The assumption most California small business owners carry is that offering group health insurance is something large companies do — that it's expensive, complicated, and out of reach for a 5-person or 10-person operation. The actual numbers, once you account for tax treatment and employer contribution requirements, tell a different story.

The Legal Baseline

Under the Affordable Care Act, employers with 50 or more full-time equivalent employees are required to offer affordable, minimum-value health coverage or pay the Employer Shared Responsibility Payment. For businesses under 50 FTEs, offering health coverage is not federally required — but California's competitive labor market makes it practically necessary for attracting and retaining employees in many industries.

California law (SB 1137) requires any employer that does offer group health to contribute at least 50% of the employee-only monthly premium. Most competitive California employers contribute 75–100%.

The Tax Math

Employer health insurance contributions are fully deductible as a business expense. An S-corp or C-corp paying $1,000/month per employee in health insurance premiums ($12,000/year) deducts that amount from business income. At a 35% combined effective tax rate, that $12,000 outlay costs the business approximately $7,800 after the deduction — about $650/month in real terms.

What is required – Summarize the passage on group health insurance for California small businesses in two sentences. The data after this passage comes from a separate source.

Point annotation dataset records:
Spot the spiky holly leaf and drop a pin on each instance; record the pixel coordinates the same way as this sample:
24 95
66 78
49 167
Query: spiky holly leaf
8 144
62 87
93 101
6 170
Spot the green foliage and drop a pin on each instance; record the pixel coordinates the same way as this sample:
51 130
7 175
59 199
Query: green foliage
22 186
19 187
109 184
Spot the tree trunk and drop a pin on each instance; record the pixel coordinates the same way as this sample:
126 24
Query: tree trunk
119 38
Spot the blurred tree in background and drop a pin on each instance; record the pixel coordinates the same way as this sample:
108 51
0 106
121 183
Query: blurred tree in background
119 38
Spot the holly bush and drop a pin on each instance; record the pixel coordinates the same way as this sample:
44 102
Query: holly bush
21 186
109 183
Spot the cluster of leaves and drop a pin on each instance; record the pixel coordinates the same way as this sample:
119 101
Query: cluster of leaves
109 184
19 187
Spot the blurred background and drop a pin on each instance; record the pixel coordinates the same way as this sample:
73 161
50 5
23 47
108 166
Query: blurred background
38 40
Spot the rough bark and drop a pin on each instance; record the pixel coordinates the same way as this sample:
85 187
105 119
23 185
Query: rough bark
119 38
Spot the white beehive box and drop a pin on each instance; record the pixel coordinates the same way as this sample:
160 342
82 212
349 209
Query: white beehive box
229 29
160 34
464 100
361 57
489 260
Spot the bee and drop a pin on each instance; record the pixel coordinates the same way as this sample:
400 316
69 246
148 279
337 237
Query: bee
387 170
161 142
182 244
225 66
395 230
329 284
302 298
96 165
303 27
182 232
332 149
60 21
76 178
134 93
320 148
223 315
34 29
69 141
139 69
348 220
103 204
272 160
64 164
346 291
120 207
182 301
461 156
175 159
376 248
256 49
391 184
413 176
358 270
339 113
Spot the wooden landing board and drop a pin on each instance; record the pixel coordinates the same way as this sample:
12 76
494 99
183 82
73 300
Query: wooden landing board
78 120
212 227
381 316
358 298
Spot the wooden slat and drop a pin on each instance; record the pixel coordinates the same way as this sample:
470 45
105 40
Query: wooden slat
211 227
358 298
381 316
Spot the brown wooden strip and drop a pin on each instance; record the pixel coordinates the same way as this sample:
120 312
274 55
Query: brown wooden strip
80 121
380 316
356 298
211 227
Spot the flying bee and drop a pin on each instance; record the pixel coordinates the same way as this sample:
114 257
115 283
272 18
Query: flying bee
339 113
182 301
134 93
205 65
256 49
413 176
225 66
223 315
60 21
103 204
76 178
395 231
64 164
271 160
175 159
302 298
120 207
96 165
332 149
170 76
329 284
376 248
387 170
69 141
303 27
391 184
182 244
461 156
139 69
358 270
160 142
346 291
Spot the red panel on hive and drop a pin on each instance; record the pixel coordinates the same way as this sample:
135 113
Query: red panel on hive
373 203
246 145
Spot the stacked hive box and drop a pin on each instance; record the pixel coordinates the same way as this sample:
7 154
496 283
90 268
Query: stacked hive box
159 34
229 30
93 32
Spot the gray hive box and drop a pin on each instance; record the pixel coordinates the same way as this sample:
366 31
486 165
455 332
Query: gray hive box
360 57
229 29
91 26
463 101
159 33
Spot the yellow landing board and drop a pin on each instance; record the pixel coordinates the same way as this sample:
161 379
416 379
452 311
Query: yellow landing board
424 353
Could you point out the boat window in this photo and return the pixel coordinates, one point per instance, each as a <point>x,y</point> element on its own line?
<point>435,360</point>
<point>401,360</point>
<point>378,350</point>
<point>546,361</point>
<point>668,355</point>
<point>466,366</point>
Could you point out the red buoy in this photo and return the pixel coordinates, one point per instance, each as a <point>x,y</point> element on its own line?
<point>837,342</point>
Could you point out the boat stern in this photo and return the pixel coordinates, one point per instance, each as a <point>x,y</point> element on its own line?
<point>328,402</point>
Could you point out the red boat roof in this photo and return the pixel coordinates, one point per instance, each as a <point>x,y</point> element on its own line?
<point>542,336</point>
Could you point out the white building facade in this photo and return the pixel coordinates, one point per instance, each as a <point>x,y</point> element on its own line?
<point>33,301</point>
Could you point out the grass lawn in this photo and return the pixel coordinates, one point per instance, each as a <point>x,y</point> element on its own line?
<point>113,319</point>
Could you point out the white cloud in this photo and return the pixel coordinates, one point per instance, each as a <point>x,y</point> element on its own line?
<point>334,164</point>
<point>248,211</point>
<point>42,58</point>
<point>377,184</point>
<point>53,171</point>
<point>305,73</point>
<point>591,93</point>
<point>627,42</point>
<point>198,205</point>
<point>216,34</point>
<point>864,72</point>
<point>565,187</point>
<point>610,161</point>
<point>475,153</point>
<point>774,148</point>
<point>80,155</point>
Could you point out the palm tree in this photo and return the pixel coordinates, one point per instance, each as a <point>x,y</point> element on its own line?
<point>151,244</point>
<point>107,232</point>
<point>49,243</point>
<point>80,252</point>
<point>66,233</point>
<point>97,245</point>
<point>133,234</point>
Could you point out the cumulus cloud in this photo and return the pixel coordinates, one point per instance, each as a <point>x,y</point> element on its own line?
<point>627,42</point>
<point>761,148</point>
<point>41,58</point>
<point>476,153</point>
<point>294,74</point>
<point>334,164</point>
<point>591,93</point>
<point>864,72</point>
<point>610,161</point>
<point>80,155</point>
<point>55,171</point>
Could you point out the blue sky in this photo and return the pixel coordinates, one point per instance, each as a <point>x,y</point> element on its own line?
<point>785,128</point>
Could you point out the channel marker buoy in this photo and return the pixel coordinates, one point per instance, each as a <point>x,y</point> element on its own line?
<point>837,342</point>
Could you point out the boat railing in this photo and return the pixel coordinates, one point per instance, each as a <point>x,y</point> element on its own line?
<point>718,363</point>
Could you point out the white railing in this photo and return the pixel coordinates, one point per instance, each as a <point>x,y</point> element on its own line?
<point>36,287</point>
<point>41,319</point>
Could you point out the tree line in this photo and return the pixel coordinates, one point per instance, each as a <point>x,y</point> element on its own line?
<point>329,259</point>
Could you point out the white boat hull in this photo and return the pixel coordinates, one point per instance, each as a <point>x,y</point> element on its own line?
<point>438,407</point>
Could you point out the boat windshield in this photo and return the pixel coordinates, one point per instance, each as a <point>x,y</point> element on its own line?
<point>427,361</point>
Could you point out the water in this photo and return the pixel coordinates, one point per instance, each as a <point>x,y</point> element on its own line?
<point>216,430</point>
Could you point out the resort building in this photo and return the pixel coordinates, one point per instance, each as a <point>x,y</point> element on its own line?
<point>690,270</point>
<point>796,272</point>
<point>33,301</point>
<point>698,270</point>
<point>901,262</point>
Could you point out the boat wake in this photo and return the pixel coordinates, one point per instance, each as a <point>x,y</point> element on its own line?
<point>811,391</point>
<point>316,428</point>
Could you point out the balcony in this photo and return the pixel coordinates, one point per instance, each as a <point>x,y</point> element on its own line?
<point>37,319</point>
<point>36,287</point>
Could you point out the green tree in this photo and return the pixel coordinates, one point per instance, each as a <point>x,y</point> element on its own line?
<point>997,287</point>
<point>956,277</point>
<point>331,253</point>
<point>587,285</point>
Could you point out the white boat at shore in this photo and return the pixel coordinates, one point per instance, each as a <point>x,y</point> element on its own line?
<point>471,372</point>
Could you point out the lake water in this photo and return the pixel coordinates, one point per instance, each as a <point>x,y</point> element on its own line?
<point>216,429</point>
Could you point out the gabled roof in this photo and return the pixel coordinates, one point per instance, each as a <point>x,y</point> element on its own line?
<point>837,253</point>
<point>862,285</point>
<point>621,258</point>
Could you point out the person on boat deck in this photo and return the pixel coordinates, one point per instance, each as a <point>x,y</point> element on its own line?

Output of the exercise – Federal law requires employers with 50 or more full-time equivalent employees to offer affordable, minimum-value coverage or pay the Employer Shared Responsibility Payment. California requires any employer that offers group health to contribute at least 50% of the employee-only premium, and because these contributions are fully deductible, a $12,000 yearly premium costs an S-corp or C-corp about $7,800 at a 35% combined effective tax rate.